[Stored entries]
● ● ●

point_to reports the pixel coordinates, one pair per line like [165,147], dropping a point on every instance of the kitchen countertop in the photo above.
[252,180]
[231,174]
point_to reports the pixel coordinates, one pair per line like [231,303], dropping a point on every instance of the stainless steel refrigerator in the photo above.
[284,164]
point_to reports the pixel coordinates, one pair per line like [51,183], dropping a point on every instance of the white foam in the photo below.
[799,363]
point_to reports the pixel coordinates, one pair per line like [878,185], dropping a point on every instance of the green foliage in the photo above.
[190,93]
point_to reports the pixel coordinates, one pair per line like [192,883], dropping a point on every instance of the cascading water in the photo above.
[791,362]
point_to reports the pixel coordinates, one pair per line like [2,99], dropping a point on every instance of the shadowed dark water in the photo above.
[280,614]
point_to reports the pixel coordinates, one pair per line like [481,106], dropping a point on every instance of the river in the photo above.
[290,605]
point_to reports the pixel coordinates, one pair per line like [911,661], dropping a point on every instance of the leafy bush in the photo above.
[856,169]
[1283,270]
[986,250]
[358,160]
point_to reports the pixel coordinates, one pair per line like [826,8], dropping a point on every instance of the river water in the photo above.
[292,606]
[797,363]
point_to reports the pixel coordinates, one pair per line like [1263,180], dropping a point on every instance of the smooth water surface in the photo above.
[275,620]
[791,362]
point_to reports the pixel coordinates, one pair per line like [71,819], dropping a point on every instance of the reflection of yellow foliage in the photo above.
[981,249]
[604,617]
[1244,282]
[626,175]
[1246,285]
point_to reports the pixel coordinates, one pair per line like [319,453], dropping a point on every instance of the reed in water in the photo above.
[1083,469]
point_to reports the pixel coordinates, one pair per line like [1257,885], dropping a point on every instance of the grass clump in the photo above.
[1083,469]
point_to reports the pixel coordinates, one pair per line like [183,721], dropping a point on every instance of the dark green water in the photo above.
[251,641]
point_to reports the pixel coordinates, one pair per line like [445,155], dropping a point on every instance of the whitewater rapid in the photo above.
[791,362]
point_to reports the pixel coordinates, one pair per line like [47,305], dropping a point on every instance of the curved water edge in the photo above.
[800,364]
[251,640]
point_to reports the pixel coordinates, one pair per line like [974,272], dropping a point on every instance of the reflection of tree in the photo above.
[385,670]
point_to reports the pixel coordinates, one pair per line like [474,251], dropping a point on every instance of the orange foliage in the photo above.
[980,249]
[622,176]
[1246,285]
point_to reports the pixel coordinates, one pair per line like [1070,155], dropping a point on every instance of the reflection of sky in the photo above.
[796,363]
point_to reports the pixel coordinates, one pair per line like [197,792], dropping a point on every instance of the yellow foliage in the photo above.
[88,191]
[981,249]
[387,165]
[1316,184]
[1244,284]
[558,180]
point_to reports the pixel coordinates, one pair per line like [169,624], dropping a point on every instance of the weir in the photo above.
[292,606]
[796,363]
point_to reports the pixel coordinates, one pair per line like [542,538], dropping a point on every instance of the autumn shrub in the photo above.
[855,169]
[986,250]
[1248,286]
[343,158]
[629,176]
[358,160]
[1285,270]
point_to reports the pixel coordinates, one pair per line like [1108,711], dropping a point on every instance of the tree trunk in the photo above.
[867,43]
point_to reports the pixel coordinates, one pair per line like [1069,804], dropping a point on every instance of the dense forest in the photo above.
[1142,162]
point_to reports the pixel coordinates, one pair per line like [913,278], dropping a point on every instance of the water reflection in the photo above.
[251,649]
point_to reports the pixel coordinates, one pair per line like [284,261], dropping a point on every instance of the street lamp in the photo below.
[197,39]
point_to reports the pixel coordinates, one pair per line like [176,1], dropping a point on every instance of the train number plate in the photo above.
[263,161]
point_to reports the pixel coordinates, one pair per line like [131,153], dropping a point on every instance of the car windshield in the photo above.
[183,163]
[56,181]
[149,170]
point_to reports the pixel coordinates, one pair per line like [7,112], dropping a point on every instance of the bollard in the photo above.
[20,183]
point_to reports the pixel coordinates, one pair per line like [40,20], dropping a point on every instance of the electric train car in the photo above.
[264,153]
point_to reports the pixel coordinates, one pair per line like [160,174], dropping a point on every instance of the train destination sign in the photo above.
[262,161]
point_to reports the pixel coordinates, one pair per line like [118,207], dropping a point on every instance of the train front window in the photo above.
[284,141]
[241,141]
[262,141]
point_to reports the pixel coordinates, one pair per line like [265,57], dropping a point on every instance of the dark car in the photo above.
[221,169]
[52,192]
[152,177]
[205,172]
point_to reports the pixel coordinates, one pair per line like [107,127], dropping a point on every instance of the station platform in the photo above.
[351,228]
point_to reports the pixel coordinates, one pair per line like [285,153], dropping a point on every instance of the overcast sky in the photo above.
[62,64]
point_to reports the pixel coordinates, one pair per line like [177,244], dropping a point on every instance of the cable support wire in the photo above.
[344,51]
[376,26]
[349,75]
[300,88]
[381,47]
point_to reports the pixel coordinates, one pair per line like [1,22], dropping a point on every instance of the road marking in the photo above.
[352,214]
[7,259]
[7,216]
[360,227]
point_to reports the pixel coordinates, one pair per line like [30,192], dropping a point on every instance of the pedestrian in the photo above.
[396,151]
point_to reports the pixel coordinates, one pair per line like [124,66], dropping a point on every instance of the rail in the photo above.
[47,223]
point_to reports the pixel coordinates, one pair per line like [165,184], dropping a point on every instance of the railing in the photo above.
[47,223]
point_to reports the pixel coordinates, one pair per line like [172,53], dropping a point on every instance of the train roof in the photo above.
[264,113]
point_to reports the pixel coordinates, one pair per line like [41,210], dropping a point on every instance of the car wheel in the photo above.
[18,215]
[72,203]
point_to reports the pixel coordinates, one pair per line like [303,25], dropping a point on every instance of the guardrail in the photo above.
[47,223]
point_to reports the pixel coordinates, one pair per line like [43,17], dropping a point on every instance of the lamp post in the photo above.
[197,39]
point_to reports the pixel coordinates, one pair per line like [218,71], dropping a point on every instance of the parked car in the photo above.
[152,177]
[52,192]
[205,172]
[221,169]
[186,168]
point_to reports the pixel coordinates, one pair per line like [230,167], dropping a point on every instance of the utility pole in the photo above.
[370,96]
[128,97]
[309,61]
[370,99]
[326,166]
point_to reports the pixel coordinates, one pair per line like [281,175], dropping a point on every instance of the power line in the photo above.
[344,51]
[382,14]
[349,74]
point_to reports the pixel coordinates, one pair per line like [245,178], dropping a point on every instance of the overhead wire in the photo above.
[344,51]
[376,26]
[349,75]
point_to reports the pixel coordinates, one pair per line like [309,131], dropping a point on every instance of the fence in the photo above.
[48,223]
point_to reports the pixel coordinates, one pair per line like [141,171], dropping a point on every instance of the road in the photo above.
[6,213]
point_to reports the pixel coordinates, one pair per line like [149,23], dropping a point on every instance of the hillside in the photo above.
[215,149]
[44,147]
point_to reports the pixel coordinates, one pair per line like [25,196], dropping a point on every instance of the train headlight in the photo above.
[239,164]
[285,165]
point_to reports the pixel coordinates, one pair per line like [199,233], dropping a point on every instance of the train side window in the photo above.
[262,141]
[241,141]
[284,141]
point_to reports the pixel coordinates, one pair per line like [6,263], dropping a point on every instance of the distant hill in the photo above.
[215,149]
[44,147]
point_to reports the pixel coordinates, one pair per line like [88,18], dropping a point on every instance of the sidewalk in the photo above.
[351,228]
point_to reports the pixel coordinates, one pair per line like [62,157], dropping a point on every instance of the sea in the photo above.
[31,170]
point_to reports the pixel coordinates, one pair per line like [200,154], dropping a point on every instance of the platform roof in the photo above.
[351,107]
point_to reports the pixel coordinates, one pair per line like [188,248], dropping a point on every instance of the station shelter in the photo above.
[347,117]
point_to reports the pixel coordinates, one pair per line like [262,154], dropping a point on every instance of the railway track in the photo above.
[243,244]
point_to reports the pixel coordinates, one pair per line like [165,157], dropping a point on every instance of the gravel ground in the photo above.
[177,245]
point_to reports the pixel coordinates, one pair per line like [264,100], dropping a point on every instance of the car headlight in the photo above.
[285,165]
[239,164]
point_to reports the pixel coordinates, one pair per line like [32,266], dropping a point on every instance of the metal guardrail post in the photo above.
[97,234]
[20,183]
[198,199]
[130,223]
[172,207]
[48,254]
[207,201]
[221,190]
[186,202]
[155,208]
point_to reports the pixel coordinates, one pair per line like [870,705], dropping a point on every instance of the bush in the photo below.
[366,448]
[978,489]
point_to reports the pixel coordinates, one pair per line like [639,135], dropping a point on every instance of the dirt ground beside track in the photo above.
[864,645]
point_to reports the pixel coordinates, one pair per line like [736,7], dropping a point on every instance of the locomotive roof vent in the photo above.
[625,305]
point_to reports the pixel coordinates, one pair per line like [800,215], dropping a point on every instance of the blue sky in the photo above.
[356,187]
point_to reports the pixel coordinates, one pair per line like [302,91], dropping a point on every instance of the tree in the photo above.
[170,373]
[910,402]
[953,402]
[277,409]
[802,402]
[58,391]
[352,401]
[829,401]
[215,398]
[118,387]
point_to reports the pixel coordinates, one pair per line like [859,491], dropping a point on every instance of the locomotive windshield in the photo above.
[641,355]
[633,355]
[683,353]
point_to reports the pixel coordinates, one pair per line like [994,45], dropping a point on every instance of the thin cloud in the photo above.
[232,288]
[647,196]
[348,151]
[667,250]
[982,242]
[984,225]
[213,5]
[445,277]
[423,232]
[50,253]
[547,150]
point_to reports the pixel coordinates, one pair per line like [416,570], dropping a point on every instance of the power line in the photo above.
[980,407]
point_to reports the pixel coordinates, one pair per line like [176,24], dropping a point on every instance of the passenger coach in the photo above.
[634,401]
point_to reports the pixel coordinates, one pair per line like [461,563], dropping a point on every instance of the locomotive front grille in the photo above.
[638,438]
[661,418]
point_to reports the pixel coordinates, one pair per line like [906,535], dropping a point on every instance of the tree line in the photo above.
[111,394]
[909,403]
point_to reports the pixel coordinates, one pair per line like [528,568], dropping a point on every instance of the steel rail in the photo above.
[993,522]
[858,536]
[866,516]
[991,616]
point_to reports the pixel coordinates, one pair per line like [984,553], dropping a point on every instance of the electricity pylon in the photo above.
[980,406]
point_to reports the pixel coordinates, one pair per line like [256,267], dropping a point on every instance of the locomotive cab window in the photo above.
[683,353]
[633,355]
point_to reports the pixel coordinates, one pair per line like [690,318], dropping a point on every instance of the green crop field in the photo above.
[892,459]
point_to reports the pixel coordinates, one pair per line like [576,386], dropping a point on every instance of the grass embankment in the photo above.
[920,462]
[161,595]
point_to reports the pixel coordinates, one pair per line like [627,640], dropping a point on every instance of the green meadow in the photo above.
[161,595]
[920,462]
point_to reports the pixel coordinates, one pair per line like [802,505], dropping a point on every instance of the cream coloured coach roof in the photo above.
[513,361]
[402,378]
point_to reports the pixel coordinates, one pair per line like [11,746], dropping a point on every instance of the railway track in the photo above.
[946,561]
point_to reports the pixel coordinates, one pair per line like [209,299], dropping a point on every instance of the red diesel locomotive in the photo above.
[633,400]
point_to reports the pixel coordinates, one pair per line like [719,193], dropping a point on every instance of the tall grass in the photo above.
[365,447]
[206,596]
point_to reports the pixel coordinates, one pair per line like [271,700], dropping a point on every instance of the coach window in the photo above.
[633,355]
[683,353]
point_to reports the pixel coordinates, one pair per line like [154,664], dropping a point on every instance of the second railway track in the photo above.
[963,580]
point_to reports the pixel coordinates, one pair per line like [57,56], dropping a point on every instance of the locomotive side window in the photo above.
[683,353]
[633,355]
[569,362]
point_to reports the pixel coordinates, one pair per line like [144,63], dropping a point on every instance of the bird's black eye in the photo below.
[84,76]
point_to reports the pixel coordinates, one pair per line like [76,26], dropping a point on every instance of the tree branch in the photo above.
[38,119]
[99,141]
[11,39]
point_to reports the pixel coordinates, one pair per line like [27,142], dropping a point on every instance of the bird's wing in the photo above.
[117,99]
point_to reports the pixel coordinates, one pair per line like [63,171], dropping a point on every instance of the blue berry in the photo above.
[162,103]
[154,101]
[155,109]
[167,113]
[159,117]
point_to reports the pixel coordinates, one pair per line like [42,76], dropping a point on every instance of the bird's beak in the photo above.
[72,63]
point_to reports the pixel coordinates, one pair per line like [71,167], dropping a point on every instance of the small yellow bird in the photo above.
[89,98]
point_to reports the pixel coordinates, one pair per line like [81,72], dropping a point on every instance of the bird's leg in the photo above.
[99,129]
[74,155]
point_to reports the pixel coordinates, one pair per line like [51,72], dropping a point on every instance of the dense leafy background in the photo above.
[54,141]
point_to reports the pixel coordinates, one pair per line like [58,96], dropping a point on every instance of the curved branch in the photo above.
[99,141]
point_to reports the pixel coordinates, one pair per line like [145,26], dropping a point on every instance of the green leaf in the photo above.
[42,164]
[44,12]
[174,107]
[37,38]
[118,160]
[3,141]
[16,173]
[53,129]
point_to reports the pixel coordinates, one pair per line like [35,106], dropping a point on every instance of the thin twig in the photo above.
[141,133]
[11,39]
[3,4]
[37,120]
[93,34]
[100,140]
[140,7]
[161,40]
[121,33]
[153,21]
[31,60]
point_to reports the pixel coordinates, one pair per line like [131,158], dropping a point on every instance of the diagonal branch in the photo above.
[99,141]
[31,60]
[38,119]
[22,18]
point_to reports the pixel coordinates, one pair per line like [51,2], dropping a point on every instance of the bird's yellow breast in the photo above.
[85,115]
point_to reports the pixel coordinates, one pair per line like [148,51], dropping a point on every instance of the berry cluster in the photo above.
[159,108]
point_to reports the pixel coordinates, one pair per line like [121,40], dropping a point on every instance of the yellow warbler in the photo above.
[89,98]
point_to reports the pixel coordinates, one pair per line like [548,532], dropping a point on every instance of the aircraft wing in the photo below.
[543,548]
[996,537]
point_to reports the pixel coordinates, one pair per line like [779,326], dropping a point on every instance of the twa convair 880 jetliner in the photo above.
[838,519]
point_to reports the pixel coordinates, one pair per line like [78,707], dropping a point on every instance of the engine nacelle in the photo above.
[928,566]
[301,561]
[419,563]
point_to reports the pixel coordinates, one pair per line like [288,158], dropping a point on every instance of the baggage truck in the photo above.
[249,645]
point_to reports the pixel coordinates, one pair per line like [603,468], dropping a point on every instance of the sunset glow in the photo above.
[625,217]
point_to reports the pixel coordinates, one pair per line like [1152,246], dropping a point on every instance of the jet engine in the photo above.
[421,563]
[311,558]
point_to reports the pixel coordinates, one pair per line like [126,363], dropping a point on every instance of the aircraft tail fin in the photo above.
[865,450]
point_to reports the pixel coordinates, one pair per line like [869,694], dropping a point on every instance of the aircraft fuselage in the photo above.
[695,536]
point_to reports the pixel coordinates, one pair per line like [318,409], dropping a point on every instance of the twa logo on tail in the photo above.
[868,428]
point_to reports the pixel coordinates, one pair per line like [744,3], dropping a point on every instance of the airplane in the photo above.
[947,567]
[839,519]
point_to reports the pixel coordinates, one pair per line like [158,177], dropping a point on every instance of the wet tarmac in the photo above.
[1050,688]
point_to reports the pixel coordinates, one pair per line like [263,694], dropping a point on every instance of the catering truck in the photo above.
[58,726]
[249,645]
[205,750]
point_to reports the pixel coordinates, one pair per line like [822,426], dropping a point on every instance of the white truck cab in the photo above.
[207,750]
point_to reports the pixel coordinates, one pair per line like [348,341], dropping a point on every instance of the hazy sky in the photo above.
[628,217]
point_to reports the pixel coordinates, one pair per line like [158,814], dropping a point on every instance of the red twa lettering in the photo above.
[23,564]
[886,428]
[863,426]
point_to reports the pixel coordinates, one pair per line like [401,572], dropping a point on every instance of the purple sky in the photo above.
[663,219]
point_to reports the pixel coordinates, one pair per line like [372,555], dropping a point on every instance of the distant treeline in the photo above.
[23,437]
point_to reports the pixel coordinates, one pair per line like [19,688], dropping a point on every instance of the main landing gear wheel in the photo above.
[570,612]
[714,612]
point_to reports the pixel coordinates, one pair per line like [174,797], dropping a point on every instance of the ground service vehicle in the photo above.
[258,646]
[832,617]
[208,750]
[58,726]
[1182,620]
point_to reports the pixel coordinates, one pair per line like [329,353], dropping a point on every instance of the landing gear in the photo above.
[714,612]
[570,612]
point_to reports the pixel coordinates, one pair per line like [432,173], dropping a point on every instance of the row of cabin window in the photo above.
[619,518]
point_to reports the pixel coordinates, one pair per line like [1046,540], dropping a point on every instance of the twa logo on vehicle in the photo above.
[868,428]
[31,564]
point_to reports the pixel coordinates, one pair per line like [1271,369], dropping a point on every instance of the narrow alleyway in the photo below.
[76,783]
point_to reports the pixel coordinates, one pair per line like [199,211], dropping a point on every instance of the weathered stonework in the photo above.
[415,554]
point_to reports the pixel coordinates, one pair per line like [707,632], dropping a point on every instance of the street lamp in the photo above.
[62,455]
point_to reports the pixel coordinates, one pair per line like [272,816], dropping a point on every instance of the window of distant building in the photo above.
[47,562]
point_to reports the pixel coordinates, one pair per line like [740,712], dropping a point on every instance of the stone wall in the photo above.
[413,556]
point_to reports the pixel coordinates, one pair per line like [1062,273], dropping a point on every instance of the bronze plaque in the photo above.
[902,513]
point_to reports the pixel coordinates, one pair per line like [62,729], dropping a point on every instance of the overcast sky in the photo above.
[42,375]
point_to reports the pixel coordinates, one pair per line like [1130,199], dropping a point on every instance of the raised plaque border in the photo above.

● ● ●

## Directive
Exactly and only the lines from the line containing "building in the photo above." through the last line of the entries should be copied, both ends included.

## Response to this exercise
point_to reports the pixel coordinates, one pair per line like [272,816], dropping a point on every instance of the window of distant building in the photo above.
[47,562]
point_to reports the pixel coordinates, one pair per line like [740,712], dropping a point on every instance of the stone wall in the photo above.
[413,556]
point_to reports the pixel coordinates, one pair per line like [1062,273], dropping a point on every instance of the bronze plaque in the photo above.
[902,513]
point_to reports the pixel coordinates, one pair per line like [62,729], dropping a point on every instance of the overcast sky in the photo above.
[42,375]
point_to reports the pixel coordinates, one pair per line like [1130,199], dropping a point on every instance of the raised plaque border in the photo above.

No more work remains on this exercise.